Given exercise: Produce a word-for-word copy of the listing below without its pictures.

Material for this exercise:

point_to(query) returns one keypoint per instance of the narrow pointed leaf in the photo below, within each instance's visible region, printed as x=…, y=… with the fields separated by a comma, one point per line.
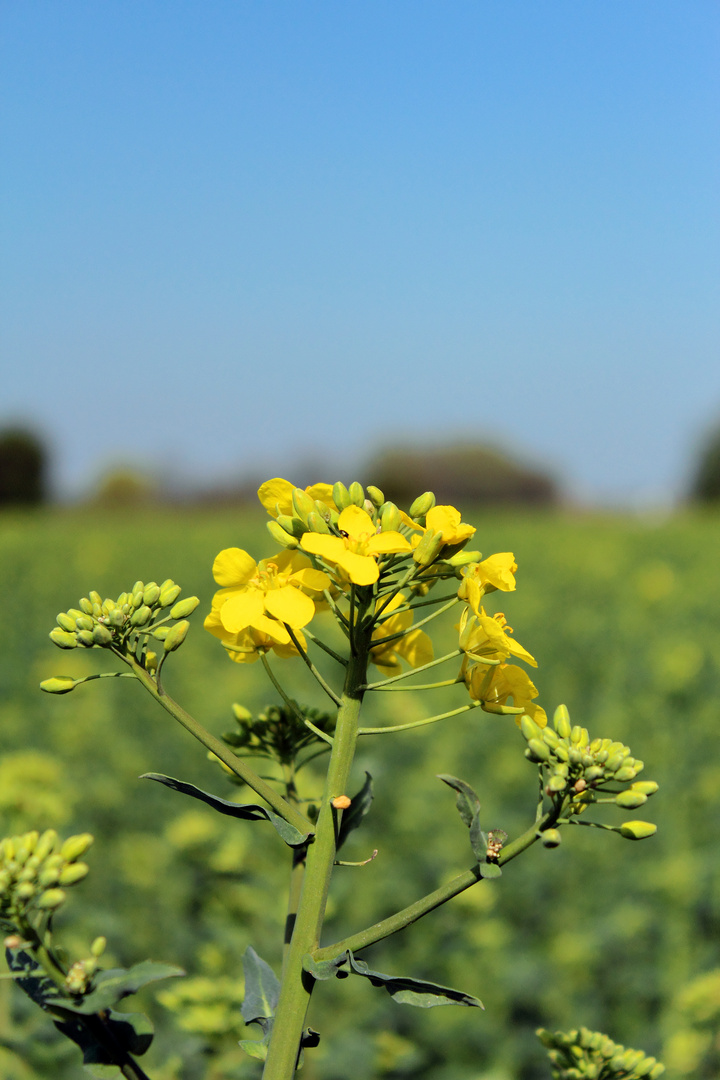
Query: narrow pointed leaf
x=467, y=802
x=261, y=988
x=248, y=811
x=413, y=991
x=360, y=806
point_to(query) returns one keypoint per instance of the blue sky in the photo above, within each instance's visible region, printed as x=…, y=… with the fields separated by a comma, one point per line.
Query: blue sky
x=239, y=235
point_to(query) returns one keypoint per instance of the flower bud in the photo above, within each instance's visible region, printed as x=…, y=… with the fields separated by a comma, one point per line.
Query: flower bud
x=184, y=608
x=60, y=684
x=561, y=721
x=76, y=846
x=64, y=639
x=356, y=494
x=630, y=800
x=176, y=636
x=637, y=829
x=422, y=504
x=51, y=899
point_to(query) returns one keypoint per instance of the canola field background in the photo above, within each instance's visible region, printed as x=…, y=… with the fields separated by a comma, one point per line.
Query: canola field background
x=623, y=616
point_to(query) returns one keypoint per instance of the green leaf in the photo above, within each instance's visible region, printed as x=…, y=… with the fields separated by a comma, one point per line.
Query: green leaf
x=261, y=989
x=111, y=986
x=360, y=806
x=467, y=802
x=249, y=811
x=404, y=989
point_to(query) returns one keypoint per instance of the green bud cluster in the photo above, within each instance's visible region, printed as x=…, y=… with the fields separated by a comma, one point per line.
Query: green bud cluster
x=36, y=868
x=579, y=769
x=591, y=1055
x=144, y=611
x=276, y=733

Output below:
point_to(query) returns one keypoint per instance of the narrow pointed leaf in the photo below, within each instance's visible region, printed as x=…, y=… with the fields separated by a comma, one point per line.
Query: narrow pointed leaf
x=467, y=802
x=261, y=988
x=248, y=811
x=413, y=991
x=360, y=806
point_to(query) returns one keypoint per instance of the blue sky in the photo above, within each instance's visible region, printed as x=…, y=… with the fields separated by a comma, one point per line.
Query: blue sky
x=239, y=235
point_to(query) returns one keypoint per instance of the flower bud in the photo above, within each instance's visible region, printed as x=…, y=… with the fields separated by a comma, one point per line.
Query: flower bud
x=184, y=608
x=60, y=684
x=561, y=721
x=76, y=846
x=64, y=639
x=356, y=494
x=630, y=800
x=176, y=636
x=637, y=829
x=422, y=504
x=51, y=899
point_to(query) returns one keypoint per instance of the canola field background in the photo above, within each instance's visible region, printed as x=…, y=… with the fields separated by a comma, one point per line.
Query: canola field background
x=623, y=616
point_to(query) returns one keypoint per instance of the green leaf in the photo above, within each instance's visible region, printed as x=…, y=… with the fields separated by a comma, one point per line.
Query: green leaf
x=261, y=989
x=111, y=986
x=360, y=806
x=467, y=802
x=249, y=811
x=404, y=989
point_to(query) returns one keypoint per instance of the green bud cluster in the photo above, within each instance's visible region, printed as x=…, y=… with the fields separated by a comma, one point per line.
Query: green bud cluster
x=36, y=868
x=579, y=769
x=591, y=1055
x=144, y=611
x=276, y=733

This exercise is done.